:: WHAT YOU WILL DO ::
Once the pictures have been removed, repeat the remainder of the records exactly.

:: Referring expression pointing data ::
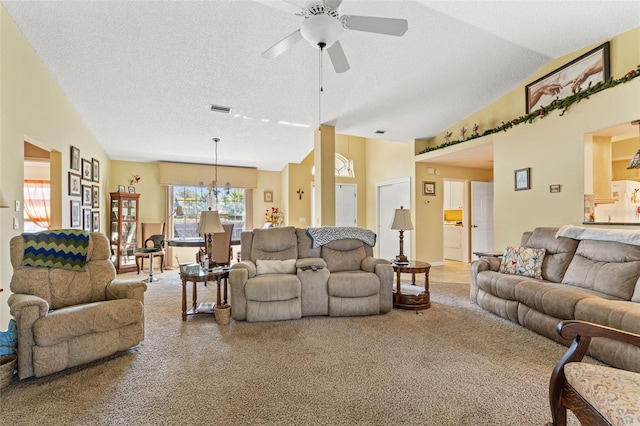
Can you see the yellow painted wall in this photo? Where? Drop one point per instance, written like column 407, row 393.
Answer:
column 267, row 181
column 429, row 217
column 624, row 56
column 554, row 149
column 34, row 108
column 387, row 161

:: SOLUTION TO THIS PROBLEM ::
Can you see the yellow painted wall in this photo? Where? Drop one point per instance, written like column 407, row 393.
Answer:
column 267, row 181
column 429, row 217
column 624, row 56
column 554, row 149
column 34, row 108
column 387, row 161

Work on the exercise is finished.